◆ **VOTRE TÂCHE**: Reproduisez à l'identique, dans le jugement ci-dessous, tout ce qui va de « La juge Sheridan » jusqu'à « d'honoraires d'exécution testamentaire. ».

◆ **EXTRAIT SOURCE**:
----

Signé à Ottawa, Canada, ce 30e jour de décembre 2003.

« G. Sheridan »

Juge Sheridan

Traduction certifiée conforme

ce 5e jour de mai 2004.

Ingrid B. Miranda, traductrice


Référence : 2003CCI947

Date : 20031230

Dossier : 2003-775(IT)I

ENTRE :

SANDRA STRICKER OOLUP,

appelante,

et

SA MAJESTÉ LA REINE,

intimée.

[TRADUCTION FRANÇAISE OFFICIELLE]

MOTIFS DU JUGEMENT

La juge Sheridan

QUESTION EN LITIGE

[1]      La question en litige est celle de savoir si la somme de 10 000 $ reçue par l'appelante lors de l'année d'imposition 2000 lui appartenait en sa capacité de titulaire survivante d'un compte CPG conjoint ou s'il s'agit d'un revenu qu'elle aurait reçu en qualité d'honoraires d'exécution testamentaire.

----

◆ **ENREGISTREMENTS BRUTS**:

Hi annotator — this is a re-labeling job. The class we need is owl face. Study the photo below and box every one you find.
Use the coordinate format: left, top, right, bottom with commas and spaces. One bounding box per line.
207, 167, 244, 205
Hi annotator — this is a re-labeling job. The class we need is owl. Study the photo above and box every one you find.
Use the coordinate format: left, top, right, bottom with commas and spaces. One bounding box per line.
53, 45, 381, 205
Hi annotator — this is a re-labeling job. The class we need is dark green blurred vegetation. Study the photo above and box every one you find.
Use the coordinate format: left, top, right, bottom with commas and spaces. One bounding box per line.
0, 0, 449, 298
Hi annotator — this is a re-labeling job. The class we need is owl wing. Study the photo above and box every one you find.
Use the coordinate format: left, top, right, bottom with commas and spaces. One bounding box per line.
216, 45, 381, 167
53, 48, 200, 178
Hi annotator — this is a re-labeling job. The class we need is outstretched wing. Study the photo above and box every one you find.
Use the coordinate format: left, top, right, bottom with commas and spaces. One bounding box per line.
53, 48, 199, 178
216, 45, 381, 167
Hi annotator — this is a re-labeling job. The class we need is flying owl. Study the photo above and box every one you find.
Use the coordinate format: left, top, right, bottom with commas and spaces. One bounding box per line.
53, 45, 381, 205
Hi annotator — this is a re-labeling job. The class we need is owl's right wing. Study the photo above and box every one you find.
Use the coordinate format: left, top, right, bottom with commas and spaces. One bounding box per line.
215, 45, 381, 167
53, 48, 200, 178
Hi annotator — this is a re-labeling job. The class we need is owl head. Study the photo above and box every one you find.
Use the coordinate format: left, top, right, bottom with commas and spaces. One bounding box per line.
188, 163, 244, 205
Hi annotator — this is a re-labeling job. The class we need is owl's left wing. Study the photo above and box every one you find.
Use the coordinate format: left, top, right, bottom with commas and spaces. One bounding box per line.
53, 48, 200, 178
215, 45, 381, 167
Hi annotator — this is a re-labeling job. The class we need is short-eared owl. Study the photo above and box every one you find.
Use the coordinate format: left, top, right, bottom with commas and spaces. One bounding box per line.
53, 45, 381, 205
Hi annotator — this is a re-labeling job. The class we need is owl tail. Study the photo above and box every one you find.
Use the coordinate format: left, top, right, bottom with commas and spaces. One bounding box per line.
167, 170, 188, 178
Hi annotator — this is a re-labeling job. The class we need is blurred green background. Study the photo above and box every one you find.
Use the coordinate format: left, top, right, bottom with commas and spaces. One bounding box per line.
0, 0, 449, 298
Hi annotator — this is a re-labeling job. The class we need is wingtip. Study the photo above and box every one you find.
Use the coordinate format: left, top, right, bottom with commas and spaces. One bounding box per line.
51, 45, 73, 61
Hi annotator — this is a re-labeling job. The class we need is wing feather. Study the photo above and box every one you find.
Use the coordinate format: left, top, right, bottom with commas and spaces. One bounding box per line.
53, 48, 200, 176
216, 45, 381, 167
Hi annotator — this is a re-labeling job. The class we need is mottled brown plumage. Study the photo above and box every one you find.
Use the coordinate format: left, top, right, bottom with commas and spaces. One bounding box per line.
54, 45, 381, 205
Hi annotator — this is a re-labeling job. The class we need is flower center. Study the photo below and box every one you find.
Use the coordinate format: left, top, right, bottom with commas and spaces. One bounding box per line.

----

◆ **RÉPONSE FINALE**:
La juge Sheridan

QUESTION EN LITIGE

[1]      La question en litige est celle de savoir si la somme de 10 000 $ reçue par l'appelante lors de l'année d'imposition 2000 lui appartenait en sa capacité de titulaire survivante d'un compte CPG conjoint ou s'il s'agit d'un revenu qu'elle aurait reçu en qualité d'honoraires d'exécution testamentaire.